▸ **Teks Bacaan**:
⁂

Kamis, 22 April 2010

Persatuan Silat Seni Harimau Pusaka

Aliran Harimau Hijaiyah dari Langkat

Hawa pantai terasa kuat segera kita memasuki pusat kota pesisir Sumatera Utara, Tanjungpura, Langkat. Di keramaian siang hari itu Bang Dudung menghentikan kendaraannya tepat di muka Rumah Makan Gundaling yang sedang ramai pengunjung dan menghampiri seraya mencium tangan dengan khitmad kepada seorang lelaki di dalam.

Langsung orang-orang di sekitarnya heran dan bertanya-tanya ada apa kami orang-orang kota bertemu dengan Pak Keling, begitu julukan lelaki tadi, dan siapa sebenarnya Pak Keling itu. Tanpa memberi penjelasan lebih jauh, langsung kami keluar restoran dan singkat saja Bang Dudung menjelaskan maksud Reporter mencari keberadaan Harimau Langkat yang sangat tersohor namun sulit ditemukan.

Masih banyak tersimpan di penjuru negeri ini ilmu-ilmu silat yang tangguh serta efektif, namun sulit dijumpai begitu saja. Oleh sebab susah ditemukan, apalagi bisa dipelajari seakan ada kesan bahwa ilmu-ilmu tersebut disimpan rapat-rapat oleh para pemiliknya. Banyak alasan untuk tidak begitu saja menyebarkan ilmu-ilmu langka tersebut. Penyebab umum yang sering dijumpai rata-rata adalah penjelasan klasik. Apakah karena sangat berat untuk menekuni latihan rutin yang harus mengorbankan waktu dan biaya besar, atau memang karena tidak boleh diketahui orang lain.

Menurut dokumentasi dan catatan yang ada, di daerah pesisir Sumatera Utara, pernah terjadi sepasukan tentara pendudukan Jepang bersenjata lengkap dikalahkan hanya oleh satu orang yang ternyata kemudian dikenal dengan Harimau Langkat. Teknik tempur dan beladiri Jepang yang biasa tangguh kala itu seperti percuma tanpa guna. Para korban yang jatuh tidak meninggalkan bekas luka atau memar di tubuhnya, hanya sedikit bekas lilitan merah di leher tapi tulang-tulang leher mereka tertarik putus berlepasan.

⁂

▸ **Data yang Diberikan**:
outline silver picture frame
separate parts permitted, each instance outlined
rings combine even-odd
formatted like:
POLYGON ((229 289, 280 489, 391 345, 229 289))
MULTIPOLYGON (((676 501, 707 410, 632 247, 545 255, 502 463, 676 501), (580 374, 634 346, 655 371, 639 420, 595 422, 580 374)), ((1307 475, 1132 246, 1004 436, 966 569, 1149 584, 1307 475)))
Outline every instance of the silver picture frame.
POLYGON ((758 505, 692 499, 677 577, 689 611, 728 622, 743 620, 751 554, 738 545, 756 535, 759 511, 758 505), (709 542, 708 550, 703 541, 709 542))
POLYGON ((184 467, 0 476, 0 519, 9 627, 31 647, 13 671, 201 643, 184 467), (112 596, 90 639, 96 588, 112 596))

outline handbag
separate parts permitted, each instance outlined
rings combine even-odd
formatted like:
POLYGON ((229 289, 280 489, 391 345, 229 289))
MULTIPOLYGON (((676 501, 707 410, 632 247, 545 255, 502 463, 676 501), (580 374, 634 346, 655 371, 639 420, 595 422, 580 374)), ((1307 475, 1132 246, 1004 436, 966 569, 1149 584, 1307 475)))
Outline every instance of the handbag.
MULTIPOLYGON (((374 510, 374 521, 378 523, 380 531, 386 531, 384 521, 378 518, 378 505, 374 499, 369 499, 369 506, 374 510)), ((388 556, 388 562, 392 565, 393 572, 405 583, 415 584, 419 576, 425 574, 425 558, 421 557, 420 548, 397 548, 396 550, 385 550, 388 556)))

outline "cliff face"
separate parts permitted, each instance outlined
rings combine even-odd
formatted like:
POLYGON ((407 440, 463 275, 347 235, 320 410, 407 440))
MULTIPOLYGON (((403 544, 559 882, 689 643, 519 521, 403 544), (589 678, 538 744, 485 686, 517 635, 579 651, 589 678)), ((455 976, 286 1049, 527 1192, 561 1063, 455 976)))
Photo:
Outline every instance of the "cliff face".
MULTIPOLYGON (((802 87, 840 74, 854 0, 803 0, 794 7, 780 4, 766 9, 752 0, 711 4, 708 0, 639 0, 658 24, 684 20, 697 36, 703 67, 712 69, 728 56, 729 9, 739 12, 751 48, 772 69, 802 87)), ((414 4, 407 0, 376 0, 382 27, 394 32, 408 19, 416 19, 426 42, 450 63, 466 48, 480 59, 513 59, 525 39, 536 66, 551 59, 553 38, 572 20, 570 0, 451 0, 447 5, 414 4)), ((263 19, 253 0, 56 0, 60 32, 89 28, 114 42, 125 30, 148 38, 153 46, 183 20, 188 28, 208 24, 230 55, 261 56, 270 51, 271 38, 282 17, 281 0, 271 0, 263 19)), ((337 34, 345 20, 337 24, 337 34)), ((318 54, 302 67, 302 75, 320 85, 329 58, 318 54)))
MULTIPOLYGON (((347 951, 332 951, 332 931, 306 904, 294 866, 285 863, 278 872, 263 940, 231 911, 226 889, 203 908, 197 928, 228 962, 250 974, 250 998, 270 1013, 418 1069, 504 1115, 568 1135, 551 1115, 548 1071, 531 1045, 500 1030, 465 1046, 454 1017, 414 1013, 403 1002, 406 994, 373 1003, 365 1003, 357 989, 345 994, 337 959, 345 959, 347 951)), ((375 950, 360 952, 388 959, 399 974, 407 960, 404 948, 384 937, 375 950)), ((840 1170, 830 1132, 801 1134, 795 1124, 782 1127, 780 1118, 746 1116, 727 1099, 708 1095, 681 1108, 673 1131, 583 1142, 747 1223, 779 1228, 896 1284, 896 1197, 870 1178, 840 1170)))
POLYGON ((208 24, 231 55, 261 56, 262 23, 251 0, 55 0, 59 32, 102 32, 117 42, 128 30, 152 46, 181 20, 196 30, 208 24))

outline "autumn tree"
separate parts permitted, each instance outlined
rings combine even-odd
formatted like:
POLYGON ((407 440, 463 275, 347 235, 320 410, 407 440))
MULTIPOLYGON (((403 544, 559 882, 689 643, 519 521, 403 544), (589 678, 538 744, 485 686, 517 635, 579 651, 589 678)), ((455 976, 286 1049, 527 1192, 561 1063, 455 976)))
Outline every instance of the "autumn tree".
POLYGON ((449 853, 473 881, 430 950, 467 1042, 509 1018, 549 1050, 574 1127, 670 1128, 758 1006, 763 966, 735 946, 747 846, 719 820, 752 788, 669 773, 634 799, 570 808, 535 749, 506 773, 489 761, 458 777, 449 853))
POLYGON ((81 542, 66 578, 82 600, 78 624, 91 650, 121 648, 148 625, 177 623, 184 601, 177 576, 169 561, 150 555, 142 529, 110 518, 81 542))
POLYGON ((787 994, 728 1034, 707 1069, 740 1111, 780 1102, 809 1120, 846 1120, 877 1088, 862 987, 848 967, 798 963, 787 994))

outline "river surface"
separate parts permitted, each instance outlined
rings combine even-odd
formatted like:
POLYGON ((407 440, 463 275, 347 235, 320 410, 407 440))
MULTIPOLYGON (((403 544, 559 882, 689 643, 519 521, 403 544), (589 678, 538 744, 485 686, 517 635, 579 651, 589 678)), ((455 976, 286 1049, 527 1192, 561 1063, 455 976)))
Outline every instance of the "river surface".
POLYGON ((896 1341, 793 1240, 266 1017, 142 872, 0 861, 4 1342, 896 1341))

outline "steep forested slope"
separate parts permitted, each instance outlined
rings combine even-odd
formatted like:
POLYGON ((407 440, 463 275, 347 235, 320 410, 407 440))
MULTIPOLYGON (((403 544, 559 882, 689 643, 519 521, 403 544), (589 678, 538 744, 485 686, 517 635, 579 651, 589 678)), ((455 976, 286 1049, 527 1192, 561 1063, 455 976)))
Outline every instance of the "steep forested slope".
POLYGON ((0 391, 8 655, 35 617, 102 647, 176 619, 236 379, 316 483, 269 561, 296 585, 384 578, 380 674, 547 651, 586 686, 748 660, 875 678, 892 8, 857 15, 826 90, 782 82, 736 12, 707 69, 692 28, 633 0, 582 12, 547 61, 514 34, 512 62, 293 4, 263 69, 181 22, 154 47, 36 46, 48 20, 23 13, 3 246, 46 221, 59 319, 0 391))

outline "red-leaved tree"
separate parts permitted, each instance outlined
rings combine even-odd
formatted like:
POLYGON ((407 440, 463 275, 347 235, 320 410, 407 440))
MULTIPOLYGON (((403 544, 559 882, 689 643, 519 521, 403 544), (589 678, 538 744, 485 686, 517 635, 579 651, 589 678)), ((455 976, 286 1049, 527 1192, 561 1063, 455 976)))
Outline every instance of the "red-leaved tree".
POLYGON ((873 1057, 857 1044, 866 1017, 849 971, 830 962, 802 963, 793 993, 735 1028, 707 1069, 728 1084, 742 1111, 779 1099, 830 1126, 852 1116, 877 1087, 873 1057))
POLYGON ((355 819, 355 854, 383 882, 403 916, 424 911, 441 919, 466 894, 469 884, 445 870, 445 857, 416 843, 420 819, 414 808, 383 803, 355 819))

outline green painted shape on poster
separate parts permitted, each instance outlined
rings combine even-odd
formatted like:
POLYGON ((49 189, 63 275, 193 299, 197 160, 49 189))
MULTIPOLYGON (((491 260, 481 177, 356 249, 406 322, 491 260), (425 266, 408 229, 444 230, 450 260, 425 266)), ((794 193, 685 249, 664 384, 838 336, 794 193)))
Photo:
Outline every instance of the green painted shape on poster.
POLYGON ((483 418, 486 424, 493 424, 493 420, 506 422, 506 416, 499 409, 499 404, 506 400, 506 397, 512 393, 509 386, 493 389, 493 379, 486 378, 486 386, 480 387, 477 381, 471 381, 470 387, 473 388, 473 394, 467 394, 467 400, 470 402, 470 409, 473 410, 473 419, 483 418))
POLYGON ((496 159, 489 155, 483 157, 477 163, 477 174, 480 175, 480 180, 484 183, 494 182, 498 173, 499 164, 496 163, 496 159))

⁂

Lanjutkan teks bacaan tentang aliran silat Harimau Langkat mulai dari sesudah kalimat terakhirnya. Item-item ini berasal dari sumber lain, bukan dari teks bacaan.

▸ **Jawaban Latihan**:
Tiga puluh tahun kemudian, pada PON ke-IX tahun 1977, di kelas 65-70 kg Tanding Putra juara pertamanya memiliki gaya bertanding yang unik. Bahkan oleh pesilat lain ia seperti dibilang terlalu menantang atau mungkin juga sombong. Si juara tersebut adalah Ahmad Bukhari Ramzan dari Perguruan Harimau Hijaiyah – Langkat, punya pose khas dengan membentangkan kedua tangannya satu ke atas yang lain ke bawah lebar-lebar mengundang serangan lawan setiap posisi bersiap. Dia tidak melakukan kuda-kuda seperti umumnya. Tetapi begitu lawan menyerang apakah dengan tendangan atau pukulan, langsung disambut dengan terkaman paci Harimau Hijaiyah atau jurus kombinasi kait dan gedor yang kuat dan cepat. Bisa pakai apa saja Ramzan melakukannya. Entah sikut, dengkul, lengan atau telapak dan tinju. Gaya lancarkan jurus silat negatif (menunggu serangan) yang disusul hujanan serangan jurus lanjutan sering terlalu merepotkan lawan-lawannya.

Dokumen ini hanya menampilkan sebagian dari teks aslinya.